▶ **Problem details**
Can you print every one of the following records line for line, without changing anything?

Records taken from a collection
+--
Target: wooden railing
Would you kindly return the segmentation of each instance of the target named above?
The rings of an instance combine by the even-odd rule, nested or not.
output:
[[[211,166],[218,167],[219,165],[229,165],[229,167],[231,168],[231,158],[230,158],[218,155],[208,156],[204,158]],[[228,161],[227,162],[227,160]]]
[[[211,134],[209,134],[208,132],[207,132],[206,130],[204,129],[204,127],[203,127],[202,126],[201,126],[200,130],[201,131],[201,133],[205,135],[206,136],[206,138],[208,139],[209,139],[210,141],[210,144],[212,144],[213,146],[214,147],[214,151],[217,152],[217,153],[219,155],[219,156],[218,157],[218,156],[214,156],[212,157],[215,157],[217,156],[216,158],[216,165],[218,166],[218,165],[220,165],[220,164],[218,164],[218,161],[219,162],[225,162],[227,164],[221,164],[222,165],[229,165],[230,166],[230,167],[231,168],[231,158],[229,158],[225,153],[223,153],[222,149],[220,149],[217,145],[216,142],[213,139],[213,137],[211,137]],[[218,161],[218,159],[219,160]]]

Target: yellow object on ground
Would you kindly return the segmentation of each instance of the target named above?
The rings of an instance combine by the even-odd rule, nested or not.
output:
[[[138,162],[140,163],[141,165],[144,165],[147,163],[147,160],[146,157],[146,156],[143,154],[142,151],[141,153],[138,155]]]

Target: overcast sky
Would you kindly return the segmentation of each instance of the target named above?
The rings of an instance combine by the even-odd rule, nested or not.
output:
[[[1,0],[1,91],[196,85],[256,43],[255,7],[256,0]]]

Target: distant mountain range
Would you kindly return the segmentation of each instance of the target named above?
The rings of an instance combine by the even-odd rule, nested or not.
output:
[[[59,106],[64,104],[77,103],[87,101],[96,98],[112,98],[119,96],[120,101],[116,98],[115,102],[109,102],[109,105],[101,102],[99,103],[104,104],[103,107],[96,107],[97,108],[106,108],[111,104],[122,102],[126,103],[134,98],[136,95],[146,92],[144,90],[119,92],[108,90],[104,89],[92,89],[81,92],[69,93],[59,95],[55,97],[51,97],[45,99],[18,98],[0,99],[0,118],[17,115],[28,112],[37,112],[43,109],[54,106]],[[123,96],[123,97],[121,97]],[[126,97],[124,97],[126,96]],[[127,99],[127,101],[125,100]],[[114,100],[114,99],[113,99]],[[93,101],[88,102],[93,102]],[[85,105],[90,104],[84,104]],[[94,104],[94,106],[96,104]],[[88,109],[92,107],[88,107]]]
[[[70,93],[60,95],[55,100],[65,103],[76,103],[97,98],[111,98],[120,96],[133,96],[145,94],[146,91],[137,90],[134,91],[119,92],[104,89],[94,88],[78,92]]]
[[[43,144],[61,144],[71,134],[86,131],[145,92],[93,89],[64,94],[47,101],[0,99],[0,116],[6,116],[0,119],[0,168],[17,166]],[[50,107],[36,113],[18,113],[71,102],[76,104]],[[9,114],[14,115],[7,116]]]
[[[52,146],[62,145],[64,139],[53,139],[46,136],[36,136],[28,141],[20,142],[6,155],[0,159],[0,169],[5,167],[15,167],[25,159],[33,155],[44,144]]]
+--
▶ **Solution below**
Target: wooden railing
Would you kindly return the segmentation of each instance of the target named above?
The rings of an instance combine by the even-odd rule, nested or not.
output:
[[[211,166],[218,167],[219,165],[229,165],[229,167],[231,168],[231,158],[230,158],[218,155],[208,156],[204,158]],[[228,161],[227,162],[227,160]]]
[[[211,134],[209,134],[208,132],[207,132],[206,130],[204,129],[204,127],[203,127],[202,126],[201,126],[200,130],[201,131],[201,133],[205,135],[206,136],[206,138],[208,139],[209,139],[210,141],[210,144],[212,144],[213,146],[214,147],[214,151],[217,152],[217,153],[219,155],[219,156],[218,157],[218,156],[214,156],[212,157],[215,157],[217,156],[216,158],[216,165],[218,166],[218,165],[220,165],[220,164],[218,164],[218,161],[219,162],[225,162],[227,164],[221,164],[222,165],[229,165],[230,166],[230,167],[231,168],[231,158],[229,158],[225,153],[223,153],[222,149],[220,149],[217,145],[216,142],[213,139],[213,137],[211,137]],[[218,161],[218,159],[219,160]]]

Target: yellow object on ground
Would you kindly return the segmentation of each instance of the target named above?
The rings of an instance combine by the even-odd rule, nested or not.
output:
[[[138,162],[140,163],[141,165],[144,165],[147,163],[147,160],[146,157],[146,156],[143,154],[142,151],[141,153],[138,155]]]

Target: overcast sky
Would you kindly return the segmentation of each instance of the target named above?
The rings of an instance combine by the even-odd rule, nested or not.
output:
[[[1,0],[1,91],[196,85],[256,43],[255,7],[256,0]]]

Target: distant mountain range
Would you kindly return the segmentation of each instance of the target named above?
The rings of an instance combine by the even-odd rule, nested or not.
output:
[[[59,106],[64,104],[77,103],[87,101],[96,98],[112,98],[119,96],[120,101],[116,98],[115,102],[109,102],[109,105],[101,102],[99,103],[104,104],[103,107],[96,107],[97,108],[106,108],[111,104],[122,102],[126,103],[134,98],[136,95],[146,92],[144,90],[119,92],[108,90],[104,89],[92,89],[81,92],[69,93],[59,95],[55,97],[51,97],[45,99],[18,98],[0,99],[0,118],[17,115],[28,112],[37,112],[43,109],[54,106]],[[123,96],[123,97],[121,97]],[[126,97],[124,97],[126,96]],[[127,99],[127,101],[125,100]],[[114,100],[114,99],[113,99]],[[93,101],[88,102],[93,102]],[[85,105],[90,104],[84,104]],[[94,104],[94,106],[96,104]],[[88,109],[92,107],[88,107]]]
[[[70,93],[60,95],[55,100],[65,103],[76,103],[97,98],[111,98],[120,96],[133,96],[145,94],[146,91],[137,90],[134,91],[119,92],[104,89],[94,88],[78,92]]]
[[[43,144],[61,144],[71,134],[86,131],[145,92],[93,89],[64,94],[47,101],[0,99],[0,116],[6,116],[0,119],[0,168],[17,166]],[[50,107],[36,113],[18,113],[71,102],[76,104]],[[9,114],[14,115],[7,116]]]
[[[52,146],[62,145],[64,139],[53,139],[46,136],[36,136],[28,141],[20,142],[6,155],[0,159],[0,169],[5,167],[15,167],[25,159],[33,155],[44,144]]]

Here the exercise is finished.